Input for this task »
--- Start ---
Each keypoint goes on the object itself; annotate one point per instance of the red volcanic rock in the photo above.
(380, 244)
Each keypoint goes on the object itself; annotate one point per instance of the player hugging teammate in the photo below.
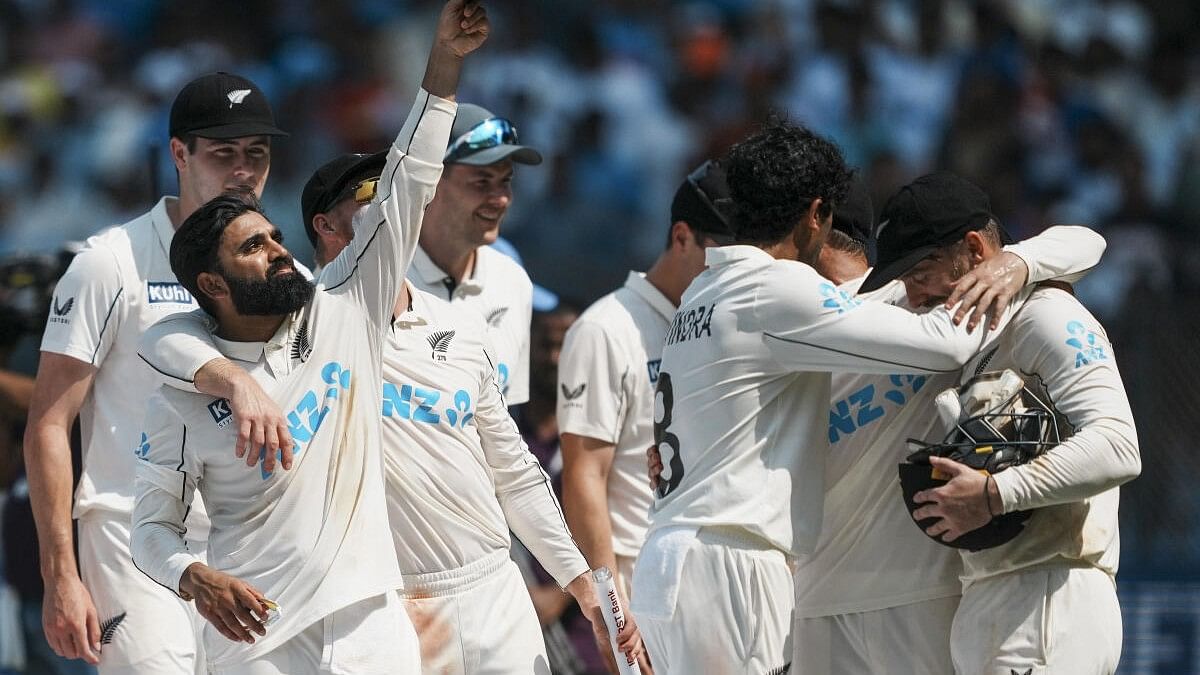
(325, 476)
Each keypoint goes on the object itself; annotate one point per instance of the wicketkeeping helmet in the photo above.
(997, 423)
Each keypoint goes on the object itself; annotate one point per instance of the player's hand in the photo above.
(70, 620)
(653, 465)
(961, 505)
(462, 27)
(233, 607)
(988, 288)
(262, 428)
(629, 640)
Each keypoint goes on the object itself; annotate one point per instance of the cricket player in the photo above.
(1044, 602)
(119, 285)
(874, 596)
(606, 376)
(301, 545)
(459, 476)
(454, 261)
(741, 411)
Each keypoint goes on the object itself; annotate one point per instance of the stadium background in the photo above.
(1063, 111)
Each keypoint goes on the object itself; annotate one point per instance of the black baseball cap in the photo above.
(329, 183)
(702, 201)
(222, 106)
(855, 217)
(480, 138)
(930, 213)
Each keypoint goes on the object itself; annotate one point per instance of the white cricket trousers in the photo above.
(909, 639)
(371, 637)
(1056, 621)
(477, 620)
(732, 610)
(144, 627)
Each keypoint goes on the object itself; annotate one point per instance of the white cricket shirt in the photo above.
(606, 376)
(117, 287)
(743, 396)
(459, 473)
(870, 555)
(1067, 359)
(499, 290)
(309, 538)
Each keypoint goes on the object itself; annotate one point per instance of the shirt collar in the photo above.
(717, 256)
(431, 275)
(251, 352)
(161, 219)
(417, 312)
(637, 282)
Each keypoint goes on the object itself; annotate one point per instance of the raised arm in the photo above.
(372, 267)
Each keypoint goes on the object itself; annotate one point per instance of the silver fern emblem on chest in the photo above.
(301, 346)
(439, 342)
(496, 316)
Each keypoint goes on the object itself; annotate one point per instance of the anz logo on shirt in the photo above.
(418, 404)
(1090, 345)
(859, 408)
(837, 299)
(306, 417)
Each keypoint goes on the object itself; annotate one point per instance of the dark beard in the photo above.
(274, 296)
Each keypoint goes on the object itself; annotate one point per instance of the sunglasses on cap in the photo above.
(361, 191)
(487, 133)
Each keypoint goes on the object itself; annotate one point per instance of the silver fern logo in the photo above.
(439, 342)
(496, 316)
(571, 394)
(108, 628)
(301, 347)
(61, 310)
(237, 96)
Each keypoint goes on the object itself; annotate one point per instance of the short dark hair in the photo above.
(193, 250)
(841, 242)
(777, 173)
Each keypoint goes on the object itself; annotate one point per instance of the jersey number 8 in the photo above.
(672, 471)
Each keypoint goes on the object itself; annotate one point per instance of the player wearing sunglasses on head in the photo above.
(455, 262)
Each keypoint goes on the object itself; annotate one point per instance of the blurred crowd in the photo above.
(1063, 111)
(1066, 111)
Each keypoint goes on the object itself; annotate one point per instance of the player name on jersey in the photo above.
(691, 324)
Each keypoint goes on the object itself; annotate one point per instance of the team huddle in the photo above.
(792, 461)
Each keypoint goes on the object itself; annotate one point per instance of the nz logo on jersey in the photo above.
(420, 404)
(653, 368)
(167, 292)
(221, 412)
(496, 316)
(1090, 345)
(60, 311)
(301, 347)
(237, 96)
(837, 299)
(439, 342)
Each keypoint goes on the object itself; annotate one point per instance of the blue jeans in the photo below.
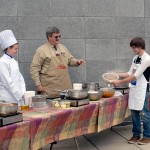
(136, 120)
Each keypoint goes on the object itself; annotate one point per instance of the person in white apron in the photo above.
(138, 75)
(12, 85)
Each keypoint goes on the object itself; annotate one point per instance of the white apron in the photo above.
(138, 92)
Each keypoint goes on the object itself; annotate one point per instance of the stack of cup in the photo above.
(28, 97)
(77, 86)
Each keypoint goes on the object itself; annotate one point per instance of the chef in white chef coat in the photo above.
(138, 75)
(12, 85)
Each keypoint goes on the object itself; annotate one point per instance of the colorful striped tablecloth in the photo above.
(54, 124)
(112, 111)
(57, 124)
(15, 136)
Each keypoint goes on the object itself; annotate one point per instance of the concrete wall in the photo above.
(98, 31)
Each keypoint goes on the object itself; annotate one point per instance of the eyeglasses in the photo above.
(56, 37)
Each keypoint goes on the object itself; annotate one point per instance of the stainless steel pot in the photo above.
(77, 94)
(39, 98)
(8, 108)
(91, 86)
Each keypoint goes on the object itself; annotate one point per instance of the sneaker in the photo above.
(133, 139)
(144, 141)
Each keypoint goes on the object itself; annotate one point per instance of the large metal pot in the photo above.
(91, 86)
(8, 108)
(77, 94)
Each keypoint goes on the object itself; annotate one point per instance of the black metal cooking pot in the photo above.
(8, 108)
(77, 94)
(91, 86)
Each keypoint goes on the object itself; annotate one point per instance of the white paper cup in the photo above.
(77, 86)
(28, 97)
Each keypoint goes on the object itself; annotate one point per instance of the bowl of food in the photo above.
(107, 92)
(95, 95)
(110, 77)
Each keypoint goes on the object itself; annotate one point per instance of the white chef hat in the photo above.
(7, 39)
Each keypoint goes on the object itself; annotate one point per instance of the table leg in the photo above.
(76, 143)
(52, 145)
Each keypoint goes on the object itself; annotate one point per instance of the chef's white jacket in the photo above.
(12, 85)
(142, 73)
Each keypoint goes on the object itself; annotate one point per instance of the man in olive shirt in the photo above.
(49, 67)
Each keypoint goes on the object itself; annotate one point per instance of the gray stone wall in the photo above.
(98, 31)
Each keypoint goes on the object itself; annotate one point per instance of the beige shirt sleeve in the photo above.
(71, 60)
(36, 66)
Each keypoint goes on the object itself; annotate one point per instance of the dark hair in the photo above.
(51, 30)
(138, 42)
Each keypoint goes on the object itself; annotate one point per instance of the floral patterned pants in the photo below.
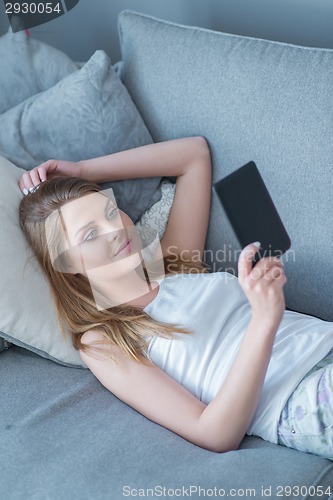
(306, 422)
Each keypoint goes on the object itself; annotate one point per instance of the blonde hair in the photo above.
(125, 326)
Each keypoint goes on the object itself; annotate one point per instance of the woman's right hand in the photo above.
(47, 170)
(263, 285)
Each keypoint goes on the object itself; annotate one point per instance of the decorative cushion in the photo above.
(28, 317)
(27, 67)
(252, 99)
(85, 115)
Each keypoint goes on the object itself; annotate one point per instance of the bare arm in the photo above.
(187, 159)
(170, 158)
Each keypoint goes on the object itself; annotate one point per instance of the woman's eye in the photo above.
(114, 210)
(88, 238)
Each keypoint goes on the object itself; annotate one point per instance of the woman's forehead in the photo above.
(87, 202)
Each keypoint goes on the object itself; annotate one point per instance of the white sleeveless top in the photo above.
(214, 306)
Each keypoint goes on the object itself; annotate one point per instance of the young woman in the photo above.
(210, 356)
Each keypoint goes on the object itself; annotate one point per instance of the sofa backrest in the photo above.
(252, 99)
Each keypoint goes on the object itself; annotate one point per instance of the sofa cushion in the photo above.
(87, 114)
(252, 99)
(69, 424)
(27, 67)
(28, 318)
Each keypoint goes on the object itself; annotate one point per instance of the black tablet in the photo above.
(251, 211)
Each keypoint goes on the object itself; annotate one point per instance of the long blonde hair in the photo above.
(125, 326)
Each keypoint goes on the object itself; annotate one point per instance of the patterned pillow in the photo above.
(86, 115)
(27, 67)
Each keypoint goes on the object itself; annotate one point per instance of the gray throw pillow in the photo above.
(27, 67)
(85, 115)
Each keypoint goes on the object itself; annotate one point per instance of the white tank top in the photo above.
(216, 309)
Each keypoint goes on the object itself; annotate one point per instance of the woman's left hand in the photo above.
(47, 170)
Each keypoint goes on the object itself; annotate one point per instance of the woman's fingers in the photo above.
(30, 180)
(245, 260)
(264, 265)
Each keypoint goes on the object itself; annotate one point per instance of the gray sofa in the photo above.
(63, 435)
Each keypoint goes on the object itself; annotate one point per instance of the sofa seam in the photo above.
(130, 12)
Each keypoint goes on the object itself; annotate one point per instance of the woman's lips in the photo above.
(126, 247)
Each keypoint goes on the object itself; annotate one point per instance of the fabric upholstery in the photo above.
(252, 99)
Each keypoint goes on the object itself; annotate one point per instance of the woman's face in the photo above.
(100, 237)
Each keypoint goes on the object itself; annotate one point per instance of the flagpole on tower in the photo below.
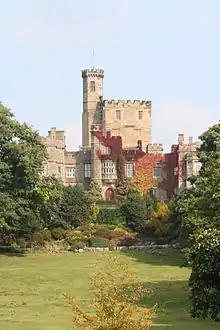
(93, 59)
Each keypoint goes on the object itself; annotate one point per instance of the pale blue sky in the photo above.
(166, 51)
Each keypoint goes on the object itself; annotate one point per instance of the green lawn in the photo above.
(32, 287)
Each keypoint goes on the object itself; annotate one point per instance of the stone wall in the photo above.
(129, 119)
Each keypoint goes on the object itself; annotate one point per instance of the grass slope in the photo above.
(32, 287)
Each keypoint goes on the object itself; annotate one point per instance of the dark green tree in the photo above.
(95, 191)
(199, 207)
(21, 157)
(50, 193)
(204, 282)
(197, 213)
(134, 211)
(75, 206)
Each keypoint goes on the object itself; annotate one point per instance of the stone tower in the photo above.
(92, 95)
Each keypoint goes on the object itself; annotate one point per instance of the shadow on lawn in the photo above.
(160, 257)
(173, 307)
(11, 251)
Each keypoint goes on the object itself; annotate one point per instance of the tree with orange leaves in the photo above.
(144, 169)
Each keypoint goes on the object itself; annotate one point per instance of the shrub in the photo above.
(21, 241)
(10, 249)
(77, 245)
(58, 233)
(103, 232)
(110, 216)
(116, 292)
(128, 241)
(88, 229)
(74, 237)
(40, 238)
(98, 242)
(204, 282)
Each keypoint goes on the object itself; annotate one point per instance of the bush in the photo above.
(98, 242)
(21, 241)
(204, 282)
(128, 241)
(110, 217)
(40, 238)
(77, 245)
(115, 307)
(88, 229)
(103, 232)
(74, 237)
(10, 249)
(58, 233)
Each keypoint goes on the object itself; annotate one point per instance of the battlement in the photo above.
(154, 148)
(92, 73)
(55, 134)
(113, 103)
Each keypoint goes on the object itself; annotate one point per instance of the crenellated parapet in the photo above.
(136, 103)
(154, 148)
(89, 73)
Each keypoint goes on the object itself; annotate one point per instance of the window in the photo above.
(158, 171)
(140, 115)
(118, 115)
(108, 169)
(87, 170)
(129, 169)
(137, 132)
(70, 172)
(92, 86)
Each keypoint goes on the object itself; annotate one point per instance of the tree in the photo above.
(94, 212)
(204, 281)
(134, 210)
(21, 157)
(160, 220)
(75, 206)
(95, 191)
(49, 197)
(143, 176)
(116, 294)
(199, 207)
(198, 214)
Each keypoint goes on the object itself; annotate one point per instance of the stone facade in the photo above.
--- End ---
Required work » From the line with "window in the photo above." to the last line of the material, give every line again exactly, and only those lines.

Full answer »
Each keypoint goes on the object itself; annotate one point per instance of the window in the photo above.
(158, 171)
(140, 115)
(118, 115)
(108, 169)
(87, 170)
(129, 169)
(137, 132)
(70, 172)
(92, 86)
Each keypoint goes on the object itself; annotate one point per instance of the tree in the photo above.
(94, 212)
(204, 281)
(134, 210)
(21, 157)
(160, 220)
(75, 206)
(95, 191)
(49, 197)
(143, 176)
(116, 294)
(199, 207)
(198, 214)
Each keypoint goes on the object itself; annotate one point per instance of the stone facade in the photo above.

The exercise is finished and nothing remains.